Stated problem 1 →
Summarize the article on the Indonesia earthquake in two sentences.
Stated problem 2 →
According to the article on the Indonesia earthquake, what did the quake measure on the Richter scale?
Stated problem 3 →
From the article on the Indonesia earthquake, copy the passage from "27 May 2006" to "in the earthquake.".

Selection →
= = = = = = =

UN ready to respond with aid to quake-struck parts of Indonesia

27 May 2006

Following an early morning earthquake in Indonesia measuring 6.2 on the Richter scale that has reportedly killed thousands of people, the United Nations is gearing up to provide emergency assistance to the affected areas, top officials from the world body said today.

“The Secretary-General is deeply saddened by the loss of life, the hundreds of injuries and the destruction suffered by the people of Indonesia after the earthquake that struck Yogyakarta on the southern coast of Java,” a spokesman for Mr. Annan said in a statement released in New York, extending condolences to the families of those who have been killed or injured in the earthquake.

UN Disaster Assessment and Coordination (UNDAC) teams have been “alerted and stand ready to lend their assistance to efforts to respond to humanitarian needs created by the disaster and to mobilize international support for that response as required,” the spokesman reported.

= = = = = = =

Records from a dataset
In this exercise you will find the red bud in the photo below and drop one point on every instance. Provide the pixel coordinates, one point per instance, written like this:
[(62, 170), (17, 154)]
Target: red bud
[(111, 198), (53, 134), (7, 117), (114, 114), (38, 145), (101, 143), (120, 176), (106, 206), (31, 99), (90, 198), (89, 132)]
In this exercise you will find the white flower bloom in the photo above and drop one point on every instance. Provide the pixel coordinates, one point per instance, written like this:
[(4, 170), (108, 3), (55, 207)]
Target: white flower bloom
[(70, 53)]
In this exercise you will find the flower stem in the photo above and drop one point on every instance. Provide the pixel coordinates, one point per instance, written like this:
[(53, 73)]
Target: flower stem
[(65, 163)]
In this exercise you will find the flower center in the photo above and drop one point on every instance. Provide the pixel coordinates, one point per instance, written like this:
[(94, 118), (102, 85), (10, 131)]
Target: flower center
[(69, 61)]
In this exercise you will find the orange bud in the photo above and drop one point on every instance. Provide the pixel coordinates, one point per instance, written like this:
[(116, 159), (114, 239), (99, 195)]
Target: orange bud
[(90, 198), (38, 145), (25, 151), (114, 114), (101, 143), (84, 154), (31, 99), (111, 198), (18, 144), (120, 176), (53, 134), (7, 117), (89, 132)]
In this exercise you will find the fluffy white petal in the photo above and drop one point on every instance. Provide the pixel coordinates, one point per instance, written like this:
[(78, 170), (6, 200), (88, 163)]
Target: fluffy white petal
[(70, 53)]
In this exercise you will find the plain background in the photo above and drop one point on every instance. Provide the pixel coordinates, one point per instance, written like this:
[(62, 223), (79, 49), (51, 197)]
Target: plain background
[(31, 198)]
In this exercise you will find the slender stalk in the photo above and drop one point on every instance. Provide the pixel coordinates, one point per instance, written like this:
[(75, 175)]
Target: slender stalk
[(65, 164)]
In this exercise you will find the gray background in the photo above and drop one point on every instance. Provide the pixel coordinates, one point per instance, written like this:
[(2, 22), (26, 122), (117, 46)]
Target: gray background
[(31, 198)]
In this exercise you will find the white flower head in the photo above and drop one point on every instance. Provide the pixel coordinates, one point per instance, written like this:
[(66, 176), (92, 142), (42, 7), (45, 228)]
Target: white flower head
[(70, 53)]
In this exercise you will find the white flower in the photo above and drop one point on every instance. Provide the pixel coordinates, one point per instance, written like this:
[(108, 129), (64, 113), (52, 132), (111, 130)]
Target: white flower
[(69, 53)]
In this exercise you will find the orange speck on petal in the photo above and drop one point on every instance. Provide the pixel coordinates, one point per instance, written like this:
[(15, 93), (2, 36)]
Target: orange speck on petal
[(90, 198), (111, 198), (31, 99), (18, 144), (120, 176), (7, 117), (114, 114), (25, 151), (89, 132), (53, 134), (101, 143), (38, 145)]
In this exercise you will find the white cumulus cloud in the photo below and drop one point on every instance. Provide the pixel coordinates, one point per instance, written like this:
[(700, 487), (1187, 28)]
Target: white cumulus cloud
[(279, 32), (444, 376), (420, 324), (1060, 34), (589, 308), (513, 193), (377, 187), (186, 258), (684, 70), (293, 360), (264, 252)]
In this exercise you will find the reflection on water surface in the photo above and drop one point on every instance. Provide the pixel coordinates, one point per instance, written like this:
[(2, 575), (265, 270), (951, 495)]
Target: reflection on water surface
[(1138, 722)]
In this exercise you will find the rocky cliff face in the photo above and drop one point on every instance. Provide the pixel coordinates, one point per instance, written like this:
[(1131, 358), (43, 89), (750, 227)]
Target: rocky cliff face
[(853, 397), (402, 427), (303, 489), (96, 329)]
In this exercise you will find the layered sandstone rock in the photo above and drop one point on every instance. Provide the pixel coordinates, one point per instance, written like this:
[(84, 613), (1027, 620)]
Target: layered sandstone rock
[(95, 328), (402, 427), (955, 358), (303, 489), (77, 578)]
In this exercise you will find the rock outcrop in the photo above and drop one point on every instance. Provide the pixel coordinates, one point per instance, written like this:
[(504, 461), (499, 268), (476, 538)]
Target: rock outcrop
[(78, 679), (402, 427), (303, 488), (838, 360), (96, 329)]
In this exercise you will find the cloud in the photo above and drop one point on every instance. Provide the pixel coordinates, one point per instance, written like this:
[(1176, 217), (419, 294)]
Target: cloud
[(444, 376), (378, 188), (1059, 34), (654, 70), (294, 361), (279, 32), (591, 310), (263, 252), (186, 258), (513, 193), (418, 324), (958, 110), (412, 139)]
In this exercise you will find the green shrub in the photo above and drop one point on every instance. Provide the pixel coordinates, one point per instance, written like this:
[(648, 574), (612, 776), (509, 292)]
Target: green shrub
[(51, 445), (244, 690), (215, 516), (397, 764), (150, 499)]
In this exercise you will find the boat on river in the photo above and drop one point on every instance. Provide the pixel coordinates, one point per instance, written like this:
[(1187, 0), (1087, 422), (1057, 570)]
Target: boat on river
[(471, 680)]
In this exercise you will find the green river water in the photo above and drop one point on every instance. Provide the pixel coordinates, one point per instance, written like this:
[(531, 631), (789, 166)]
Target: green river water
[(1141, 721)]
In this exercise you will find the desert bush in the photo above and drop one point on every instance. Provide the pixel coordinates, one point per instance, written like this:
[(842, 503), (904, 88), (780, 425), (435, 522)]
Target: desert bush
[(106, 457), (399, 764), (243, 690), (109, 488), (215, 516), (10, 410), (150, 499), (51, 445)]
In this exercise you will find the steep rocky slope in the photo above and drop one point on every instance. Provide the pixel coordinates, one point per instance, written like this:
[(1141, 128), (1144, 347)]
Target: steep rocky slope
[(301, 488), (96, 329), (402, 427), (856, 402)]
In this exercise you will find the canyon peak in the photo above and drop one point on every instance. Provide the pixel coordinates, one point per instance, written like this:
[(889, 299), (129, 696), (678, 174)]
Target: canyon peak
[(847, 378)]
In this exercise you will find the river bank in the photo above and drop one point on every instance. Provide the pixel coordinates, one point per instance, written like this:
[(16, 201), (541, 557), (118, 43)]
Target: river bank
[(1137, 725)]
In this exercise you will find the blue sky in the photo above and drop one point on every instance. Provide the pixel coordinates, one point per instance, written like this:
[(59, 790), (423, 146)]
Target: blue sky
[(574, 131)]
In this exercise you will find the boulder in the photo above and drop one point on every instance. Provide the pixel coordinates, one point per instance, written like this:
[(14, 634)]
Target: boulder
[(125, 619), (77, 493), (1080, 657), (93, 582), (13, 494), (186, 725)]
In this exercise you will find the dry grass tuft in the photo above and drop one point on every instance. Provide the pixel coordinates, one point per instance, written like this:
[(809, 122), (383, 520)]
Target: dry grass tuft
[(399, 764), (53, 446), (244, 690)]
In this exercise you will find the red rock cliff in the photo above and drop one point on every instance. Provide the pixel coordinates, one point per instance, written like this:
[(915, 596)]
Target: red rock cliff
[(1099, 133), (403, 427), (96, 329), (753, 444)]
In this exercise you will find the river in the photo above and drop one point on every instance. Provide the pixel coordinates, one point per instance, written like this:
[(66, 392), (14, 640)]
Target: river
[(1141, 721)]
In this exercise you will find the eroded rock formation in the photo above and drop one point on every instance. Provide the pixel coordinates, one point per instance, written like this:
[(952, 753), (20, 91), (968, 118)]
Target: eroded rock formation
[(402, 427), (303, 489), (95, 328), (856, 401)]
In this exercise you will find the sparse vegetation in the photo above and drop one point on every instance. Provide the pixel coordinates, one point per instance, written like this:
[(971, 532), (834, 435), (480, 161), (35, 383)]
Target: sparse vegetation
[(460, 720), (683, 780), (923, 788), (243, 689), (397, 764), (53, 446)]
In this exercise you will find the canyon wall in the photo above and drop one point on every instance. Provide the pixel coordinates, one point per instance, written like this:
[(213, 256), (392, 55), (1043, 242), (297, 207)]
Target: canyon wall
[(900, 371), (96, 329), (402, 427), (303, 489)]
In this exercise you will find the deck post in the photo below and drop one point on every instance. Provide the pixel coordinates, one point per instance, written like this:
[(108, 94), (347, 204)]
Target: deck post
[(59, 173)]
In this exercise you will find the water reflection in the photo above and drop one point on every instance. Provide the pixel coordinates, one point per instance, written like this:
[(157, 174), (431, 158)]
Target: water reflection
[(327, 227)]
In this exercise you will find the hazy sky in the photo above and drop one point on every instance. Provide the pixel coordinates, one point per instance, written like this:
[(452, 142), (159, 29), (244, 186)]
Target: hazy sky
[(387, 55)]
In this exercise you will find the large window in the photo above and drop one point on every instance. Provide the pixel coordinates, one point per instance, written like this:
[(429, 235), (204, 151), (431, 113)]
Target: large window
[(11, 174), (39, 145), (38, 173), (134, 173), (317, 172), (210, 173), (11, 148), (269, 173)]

= = = = = = =

Written answer 1 →
After an early morning earthquake measuring 6.2 on the Richter scale struck Yogyakarta on the southern coast of Java and reportedly killed thousands of people, the United Nations prepared to provide emergency assistance to the affected areas. A spokesman for Secretary-General Annan expressed his sorrow and condolences, and UN Disaster Assessment and Coordination teams were alerted and stood ready to help meet humanitarian needs and mobilize international support.

Written answer 2 →
It measured 6.2 on the Richter scale.

Written answer 3 →
27 May 2006

Following an early morning earthquake in Indonesia measuring 6.2 on the Richter scale that has reportedly killed thousands of people, the United Nations is gearing up to provide emergency assistance to the affected areas, top officials from the world body said today.

“The Secretary-General is deeply saddened by the loss of life, the hundreds of injuries and the destruction suffered by the people of Indonesia after the earthquake that struck Yogyakarta on the southern coast of Java,” a spokesman for Mr. Annan said in a statement released in New York, extending condolences to the families of those who have been killed or injured in the earthquake.